* [EXERCISE INPUTS]:
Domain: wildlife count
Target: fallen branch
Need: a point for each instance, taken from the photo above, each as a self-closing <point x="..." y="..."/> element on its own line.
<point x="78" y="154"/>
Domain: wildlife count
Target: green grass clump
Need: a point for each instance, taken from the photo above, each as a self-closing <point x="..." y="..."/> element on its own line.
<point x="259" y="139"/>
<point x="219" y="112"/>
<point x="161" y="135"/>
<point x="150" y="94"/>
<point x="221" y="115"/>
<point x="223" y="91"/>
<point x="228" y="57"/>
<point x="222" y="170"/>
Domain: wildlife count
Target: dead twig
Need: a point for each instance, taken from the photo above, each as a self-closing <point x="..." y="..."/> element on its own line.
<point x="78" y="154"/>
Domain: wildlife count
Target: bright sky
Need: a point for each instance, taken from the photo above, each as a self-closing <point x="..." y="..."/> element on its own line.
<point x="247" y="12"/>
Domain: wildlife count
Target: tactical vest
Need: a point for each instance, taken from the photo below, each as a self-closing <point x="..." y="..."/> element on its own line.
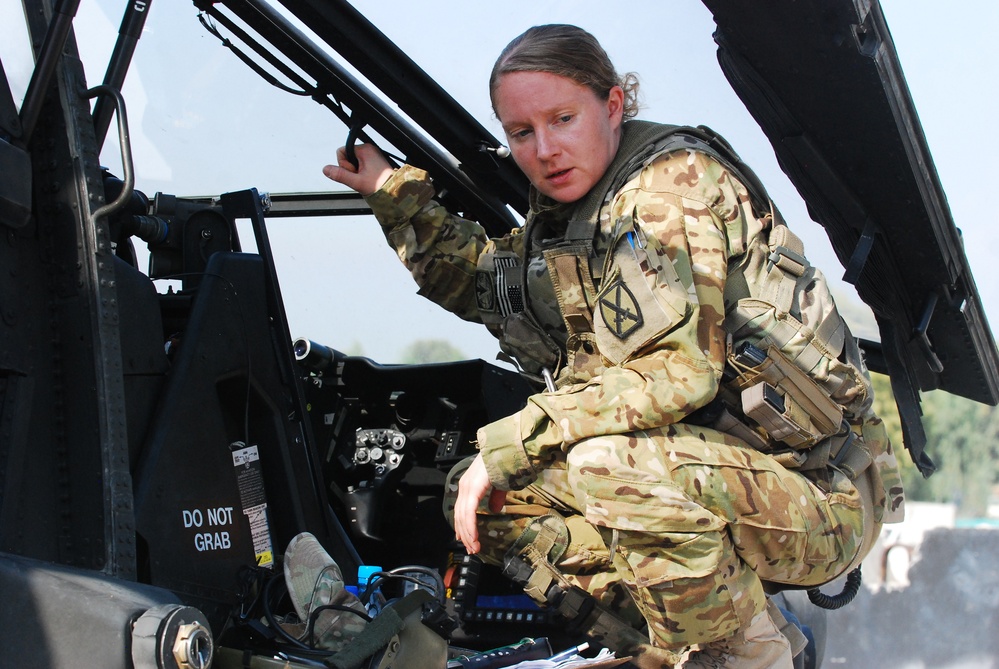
<point x="563" y="307"/>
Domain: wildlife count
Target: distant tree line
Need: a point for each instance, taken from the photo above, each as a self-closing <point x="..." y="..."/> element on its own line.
<point x="962" y="439"/>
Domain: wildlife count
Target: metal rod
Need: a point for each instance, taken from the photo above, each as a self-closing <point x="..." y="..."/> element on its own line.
<point x="128" y="36"/>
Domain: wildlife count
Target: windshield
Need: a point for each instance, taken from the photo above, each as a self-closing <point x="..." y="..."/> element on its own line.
<point x="202" y="123"/>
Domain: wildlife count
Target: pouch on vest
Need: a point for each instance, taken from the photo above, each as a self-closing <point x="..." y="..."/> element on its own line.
<point x="783" y="400"/>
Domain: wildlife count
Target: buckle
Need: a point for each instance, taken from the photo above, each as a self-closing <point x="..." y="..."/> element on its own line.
<point x="787" y="260"/>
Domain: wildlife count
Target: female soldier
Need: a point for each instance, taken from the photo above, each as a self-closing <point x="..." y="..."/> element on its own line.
<point x="640" y="242"/>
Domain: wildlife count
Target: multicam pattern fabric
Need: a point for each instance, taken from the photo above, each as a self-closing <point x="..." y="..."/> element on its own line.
<point x="686" y="520"/>
<point x="314" y="579"/>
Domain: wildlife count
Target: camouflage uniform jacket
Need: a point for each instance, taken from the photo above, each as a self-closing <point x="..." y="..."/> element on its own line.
<point x="686" y="219"/>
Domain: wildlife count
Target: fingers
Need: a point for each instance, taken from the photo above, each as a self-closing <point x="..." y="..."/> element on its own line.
<point x="473" y="487"/>
<point x="372" y="170"/>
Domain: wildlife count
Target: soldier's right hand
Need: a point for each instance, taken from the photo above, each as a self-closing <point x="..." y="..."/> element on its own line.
<point x="371" y="172"/>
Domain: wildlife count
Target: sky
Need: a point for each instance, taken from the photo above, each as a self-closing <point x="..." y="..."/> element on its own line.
<point x="202" y="123"/>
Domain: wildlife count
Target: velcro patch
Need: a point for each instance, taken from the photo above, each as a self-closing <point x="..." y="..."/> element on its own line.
<point x="619" y="309"/>
<point x="485" y="293"/>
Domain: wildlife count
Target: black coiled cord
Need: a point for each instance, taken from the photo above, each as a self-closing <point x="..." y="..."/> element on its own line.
<point x="833" y="602"/>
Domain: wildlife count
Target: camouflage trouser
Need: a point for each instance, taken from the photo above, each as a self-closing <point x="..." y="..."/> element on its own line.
<point x="686" y="521"/>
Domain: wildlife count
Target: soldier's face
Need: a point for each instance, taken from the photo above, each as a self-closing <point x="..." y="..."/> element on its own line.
<point x="560" y="133"/>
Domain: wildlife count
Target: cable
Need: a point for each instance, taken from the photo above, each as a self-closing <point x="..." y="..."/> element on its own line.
<point x="833" y="602"/>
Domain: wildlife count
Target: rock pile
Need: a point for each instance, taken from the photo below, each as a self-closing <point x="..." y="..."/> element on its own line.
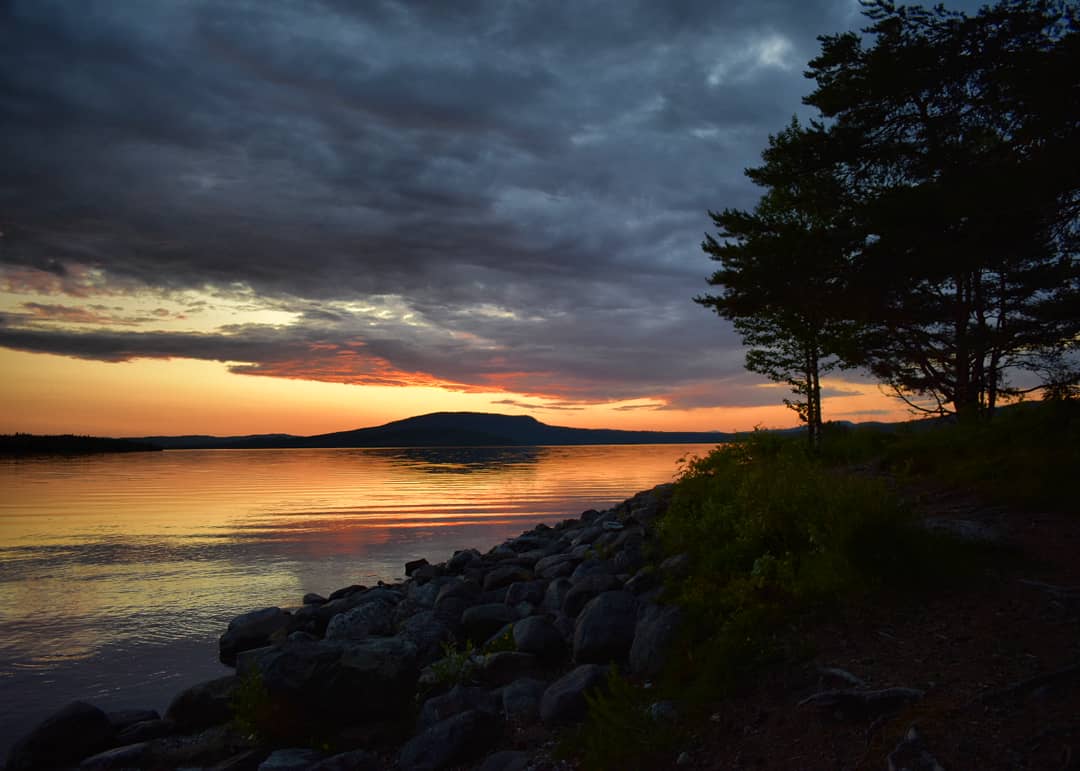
<point x="482" y="643"/>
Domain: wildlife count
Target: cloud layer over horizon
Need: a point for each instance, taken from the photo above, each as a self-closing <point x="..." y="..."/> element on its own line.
<point x="487" y="195"/>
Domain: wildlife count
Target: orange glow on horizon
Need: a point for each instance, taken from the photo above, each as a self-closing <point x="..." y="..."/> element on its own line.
<point x="44" y="393"/>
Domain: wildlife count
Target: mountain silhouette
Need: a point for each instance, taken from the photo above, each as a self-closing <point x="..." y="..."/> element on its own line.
<point x="448" y="430"/>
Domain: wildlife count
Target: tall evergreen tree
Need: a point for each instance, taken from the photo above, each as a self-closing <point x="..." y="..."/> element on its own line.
<point x="960" y="138"/>
<point x="780" y="266"/>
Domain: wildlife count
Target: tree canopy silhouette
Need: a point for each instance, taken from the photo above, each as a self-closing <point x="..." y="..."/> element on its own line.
<point x="946" y="176"/>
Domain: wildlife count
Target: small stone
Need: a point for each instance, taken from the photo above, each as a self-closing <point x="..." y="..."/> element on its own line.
<point x="292" y="759"/>
<point x="63" y="739"/>
<point x="564" y="701"/>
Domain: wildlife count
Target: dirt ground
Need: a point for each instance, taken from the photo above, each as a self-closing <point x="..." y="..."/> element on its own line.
<point x="998" y="662"/>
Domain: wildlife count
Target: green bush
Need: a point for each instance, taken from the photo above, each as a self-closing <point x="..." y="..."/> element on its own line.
<point x="457" y="666"/>
<point x="619" y="733"/>
<point x="775" y="536"/>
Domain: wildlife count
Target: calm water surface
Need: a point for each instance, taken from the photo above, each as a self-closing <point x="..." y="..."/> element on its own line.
<point x="118" y="572"/>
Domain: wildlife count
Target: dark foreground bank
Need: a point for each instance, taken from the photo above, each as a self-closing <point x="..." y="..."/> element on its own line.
<point x="467" y="662"/>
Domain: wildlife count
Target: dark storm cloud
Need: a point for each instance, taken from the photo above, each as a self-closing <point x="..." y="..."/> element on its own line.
<point x="528" y="179"/>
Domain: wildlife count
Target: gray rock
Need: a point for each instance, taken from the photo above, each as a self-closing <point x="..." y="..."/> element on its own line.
<point x="123" y="718"/>
<point x="547" y="566"/>
<point x="605" y="630"/>
<point x="592" y="567"/>
<point x="505" y="666"/>
<point x="644" y="580"/>
<point x="521" y="700"/>
<point x="146" y="731"/>
<point x="63" y="739"/>
<point x="586" y="536"/>
<point x="324" y="682"/>
<point x="507" y="760"/>
<point x="657" y="627"/>
<point x="555" y="594"/>
<point x="677" y="566"/>
<point x="347" y="592"/>
<point x="423" y="595"/>
<point x="428" y="631"/>
<point x="374" y="618"/>
<point x="453" y="741"/>
<point x="462" y="559"/>
<point x="853" y="704"/>
<point x="426" y="572"/>
<point x="291" y="759"/>
<point x="537" y="635"/>
<point x="203" y="704"/>
<point x="454" y="702"/>
<point x="564" y="701"/>
<point x="584" y="590"/>
<point x="526" y="592"/>
<point x="528" y="542"/>
<point x="126" y="757"/>
<point x="628" y="559"/>
<point x="482" y="621"/>
<point x="458" y="590"/>
<point x="251" y="631"/>
<point x="356" y="760"/>
<point x="913" y="755"/>
<point x="505" y="576"/>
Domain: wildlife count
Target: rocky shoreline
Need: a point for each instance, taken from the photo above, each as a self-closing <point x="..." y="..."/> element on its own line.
<point x="469" y="662"/>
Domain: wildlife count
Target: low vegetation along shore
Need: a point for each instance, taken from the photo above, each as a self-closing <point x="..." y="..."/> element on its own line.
<point x="904" y="598"/>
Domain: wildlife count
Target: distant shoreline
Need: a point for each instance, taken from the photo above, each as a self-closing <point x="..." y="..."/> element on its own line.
<point x="34" y="445"/>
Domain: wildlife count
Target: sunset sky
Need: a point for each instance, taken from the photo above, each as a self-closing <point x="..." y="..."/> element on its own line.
<point x="274" y="216"/>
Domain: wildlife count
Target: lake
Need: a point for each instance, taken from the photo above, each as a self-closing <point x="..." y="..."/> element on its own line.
<point x="118" y="572"/>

* [PROBLEM TO WORK ON]:
Working from the material above, retype exactly the lines from the one with "Target: dark storm cloud" through the one with "Target: rocky shoreline", both included, and only those lines.

* [TASK OUTPUT]:
Target: dark storm cloud
Need: a point for each instance, taken from the photo above, each as a self-closing <point x="..." y="..."/> element on its own line.
<point x="528" y="179"/>
Domain: wildlife count
Target: gray rock
Need: a point for each instance, taken from the photo above, each as a self-closing <point x="..." y="..."/> element on its own line.
<point x="123" y="718"/>
<point x="547" y="566"/>
<point x="605" y="630"/>
<point x="592" y="567"/>
<point x="505" y="666"/>
<point x="644" y="580"/>
<point x="521" y="700"/>
<point x="146" y="731"/>
<point x="63" y="739"/>
<point x="586" y="536"/>
<point x="324" y="682"/>
<point x="507" y="760"/>
<point x="657" y="627"/>
<point x="555" y="594"/>
<point x="677" y="566"/>
<point x="347" y="592"/>
<point x="423" y="595"/>
<point x="428" y="631"/>
<point x="374" y="618"/>
<point x="453" y="741"/>
<point x="462" y="559"/>
<point x="853" y="704"/>
<point x="426" y="572"/>
<point x="291" y="759"/>
<point x="537" y="635"/>
<point x="203" y="704"/>
<point x="454" y="702"/>
<point x="564" y="701"/>
<point x="584" y="590"/>
<point x="526" y="592"/>
<point x="528" y="542"/>
<point x="126" y="757"/>
<point x="628" y="559"/>
<point x="482" y="621"/>
<point x="458" y="590"/>
<point x="251" y="631"/>
<point x="356" y="760"/>
<point x="913" y="755"/>
<point x="505" y="576"/>
Domain: wildlife count
Target: rocky shoreline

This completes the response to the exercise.